DATA FOR THIS TASK:

*****

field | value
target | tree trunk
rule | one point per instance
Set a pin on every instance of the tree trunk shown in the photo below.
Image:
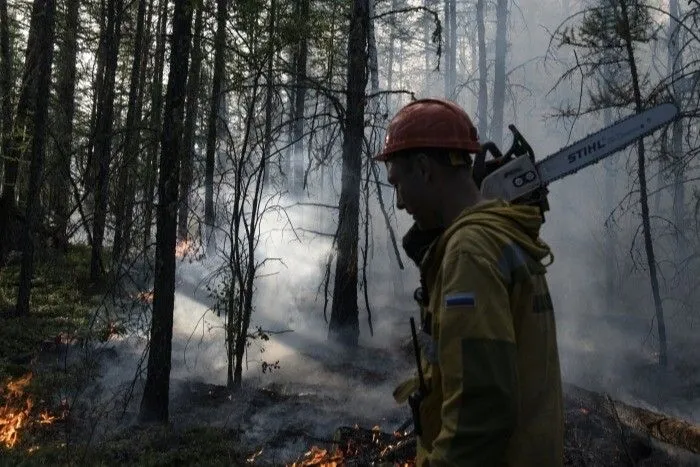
(451, 52)
(14, 143)
(643, 197)
(214, 107)
(675, 63)
(133, 117)
(103, 139)
(7, 198)
(499, 78)
(65, 90)
(154, 405)
(483, 104)
(344, 323)
(190, 124)
(155, 123)
(32, 215)
(302, 52)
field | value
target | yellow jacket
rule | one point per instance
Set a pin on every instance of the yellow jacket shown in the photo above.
(489, 348)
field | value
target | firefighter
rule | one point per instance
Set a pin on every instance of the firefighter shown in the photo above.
(488, 339)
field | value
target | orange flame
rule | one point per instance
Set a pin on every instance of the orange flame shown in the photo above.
(145, 297)
(15, 413)
(185, 248)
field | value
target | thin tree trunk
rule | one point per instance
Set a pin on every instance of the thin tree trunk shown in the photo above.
(133, 117)
(344, 324)
(675, 63)
(103, 142)
(483, 104)
(154, 405)
(214, 107)
(451, 72)
(499, 78)
(7, 194)
(65, 90)
(155, 123)
(300, 94)
(44, 61)
(190, 124)
(644, 200)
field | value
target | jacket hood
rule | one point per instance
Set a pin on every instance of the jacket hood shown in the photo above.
(521, 224)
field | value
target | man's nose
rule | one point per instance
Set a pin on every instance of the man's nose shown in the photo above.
(399, 201)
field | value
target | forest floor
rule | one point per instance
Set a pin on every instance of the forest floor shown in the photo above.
(80, 403)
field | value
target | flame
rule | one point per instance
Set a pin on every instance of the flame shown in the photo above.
(184, 248)
(145, 297)
(15, 413)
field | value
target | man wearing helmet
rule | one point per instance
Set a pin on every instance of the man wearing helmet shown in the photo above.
(489, 350)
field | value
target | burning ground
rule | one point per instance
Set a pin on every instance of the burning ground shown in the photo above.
(313, 404)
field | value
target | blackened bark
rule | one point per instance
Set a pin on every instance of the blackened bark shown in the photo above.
(15, 143)
(133, 116)
(643, 195)
(7, 200)
(300, 62)
(451, 51)
(65, 90)
(482, 107)
(344, 324)
(190, 124)
(155, 122)
(214, 108)
(499, 73)
(252, 232)
(103, 137)
(44, 57)
(154, 405)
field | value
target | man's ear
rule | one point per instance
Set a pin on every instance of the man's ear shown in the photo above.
(424, 166)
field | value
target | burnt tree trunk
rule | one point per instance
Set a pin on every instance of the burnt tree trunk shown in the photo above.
(133, 117)
(483, 104)
(155, 122)
(643, 195)
(36, 167)
(6, 199)
(344, 324)
(15, 136)
(214, 108)
(65, 90)
(154, 405)
(190, 123)
(499, 73)
(300, 61)
(451, 48)
(103, 137)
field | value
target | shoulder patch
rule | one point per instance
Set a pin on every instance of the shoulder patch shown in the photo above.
(467, 299)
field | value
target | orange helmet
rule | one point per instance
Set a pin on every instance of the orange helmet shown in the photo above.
(430, 123)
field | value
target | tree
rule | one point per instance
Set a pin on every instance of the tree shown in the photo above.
(125, 195)
(190, 124)
(45, 10)
(212, 120)
(111, 36)
(499, 78)
(344, 323)
(482, 107)
(65, 90)
(154, 405)
(608, 35)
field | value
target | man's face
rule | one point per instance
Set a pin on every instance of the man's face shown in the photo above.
(411, 176)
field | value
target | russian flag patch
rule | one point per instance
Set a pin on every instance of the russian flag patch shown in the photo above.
(467, 299)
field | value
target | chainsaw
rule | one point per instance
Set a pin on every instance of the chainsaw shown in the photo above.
(516, 177)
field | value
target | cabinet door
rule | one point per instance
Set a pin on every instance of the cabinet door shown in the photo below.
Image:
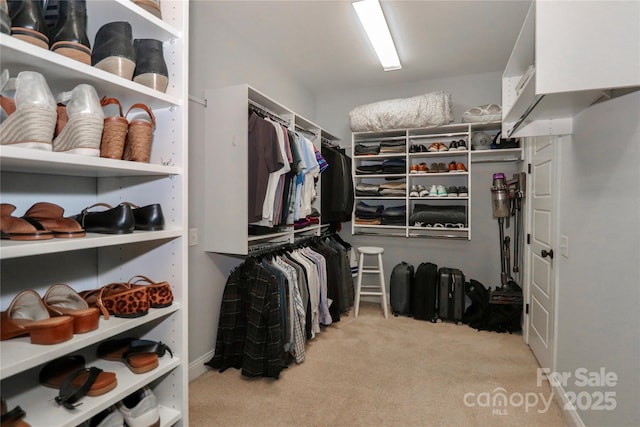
(583, 45)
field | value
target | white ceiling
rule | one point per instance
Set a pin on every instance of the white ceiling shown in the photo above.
(322, 45)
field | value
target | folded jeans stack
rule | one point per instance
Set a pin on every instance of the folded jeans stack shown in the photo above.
(364, 189)
(366, 150)
(369, 169)
(394, 166)
(368, 214)
(394, 215)
(393, 189)
(392, 147)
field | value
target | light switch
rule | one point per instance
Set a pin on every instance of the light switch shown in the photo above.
(564, 246)
(193, 236)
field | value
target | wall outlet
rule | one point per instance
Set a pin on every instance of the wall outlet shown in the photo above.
(193, 236)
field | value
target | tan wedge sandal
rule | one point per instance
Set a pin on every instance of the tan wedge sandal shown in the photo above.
(140, 135)
(31, 110)
(114, 134)
(82, 133)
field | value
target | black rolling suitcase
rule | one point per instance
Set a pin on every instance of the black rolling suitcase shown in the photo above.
(400, 288)
(425, 292)
(451, 294)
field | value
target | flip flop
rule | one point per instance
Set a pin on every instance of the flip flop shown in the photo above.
(140, 356)
(75, 381)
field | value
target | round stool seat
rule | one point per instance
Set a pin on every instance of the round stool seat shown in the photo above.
(378, 289)
(370, 250)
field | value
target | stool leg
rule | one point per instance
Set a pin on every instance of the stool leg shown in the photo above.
(383, 287)
(356, 303)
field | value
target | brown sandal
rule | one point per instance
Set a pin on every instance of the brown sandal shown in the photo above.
(140, 136)
(27, 315)
(50, 216)
(14, 228)
(62, 300)
(114, 133)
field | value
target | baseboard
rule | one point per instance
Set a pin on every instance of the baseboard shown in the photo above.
(197, 367)
(570, 411)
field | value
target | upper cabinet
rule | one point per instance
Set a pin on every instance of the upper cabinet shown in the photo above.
(568, 56)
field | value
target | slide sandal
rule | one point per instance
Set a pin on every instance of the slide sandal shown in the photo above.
(75, 381)
(140, 356)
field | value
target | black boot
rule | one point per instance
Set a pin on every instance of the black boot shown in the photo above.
(151, 69)
(113, 49)
(27, 22)
(69, 36)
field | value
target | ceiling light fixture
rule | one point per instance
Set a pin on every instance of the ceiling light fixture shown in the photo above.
(372, 19)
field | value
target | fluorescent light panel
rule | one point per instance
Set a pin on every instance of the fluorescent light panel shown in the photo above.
(372, 19)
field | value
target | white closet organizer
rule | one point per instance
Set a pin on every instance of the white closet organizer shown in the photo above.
(423, 137)
(226, 205)
(76, 182)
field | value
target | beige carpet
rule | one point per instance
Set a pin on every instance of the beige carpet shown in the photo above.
(396, 372)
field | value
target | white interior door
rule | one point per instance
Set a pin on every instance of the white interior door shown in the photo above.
(541, 255)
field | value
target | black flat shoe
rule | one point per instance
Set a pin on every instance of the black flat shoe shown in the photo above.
(147, 218)
(118, 220)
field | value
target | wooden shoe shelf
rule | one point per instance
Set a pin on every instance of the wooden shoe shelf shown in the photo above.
(76, 182)
(424, 137)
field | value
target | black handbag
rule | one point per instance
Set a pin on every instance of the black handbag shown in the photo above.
(499, 143)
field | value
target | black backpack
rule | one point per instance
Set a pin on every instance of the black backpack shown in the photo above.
(478, 296)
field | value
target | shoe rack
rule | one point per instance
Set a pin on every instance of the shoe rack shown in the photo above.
(424, 137)
(76, 182)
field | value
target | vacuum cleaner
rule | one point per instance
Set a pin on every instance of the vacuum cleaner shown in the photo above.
(506, 203)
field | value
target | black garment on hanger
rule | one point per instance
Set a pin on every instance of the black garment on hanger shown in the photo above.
(337, 186)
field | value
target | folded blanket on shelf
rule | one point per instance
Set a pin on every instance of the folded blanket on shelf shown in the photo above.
(430, 109)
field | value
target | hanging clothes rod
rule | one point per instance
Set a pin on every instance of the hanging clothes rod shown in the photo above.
(265, 111)
(303, 130)
(329, 142)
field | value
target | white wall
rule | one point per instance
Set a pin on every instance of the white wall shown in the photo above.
(218, 60)
(466, 92)
(599, 283)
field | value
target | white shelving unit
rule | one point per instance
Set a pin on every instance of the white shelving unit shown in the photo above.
(226, 230)
(425, 137)
(76, 182)
(568, 56)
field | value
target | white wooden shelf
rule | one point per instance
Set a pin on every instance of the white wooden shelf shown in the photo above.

*****

Show each line of the records that contains the string "slide". Case counts.

target | slide sandal
Set a pin on every instance of the slide sandal shown in the photo above.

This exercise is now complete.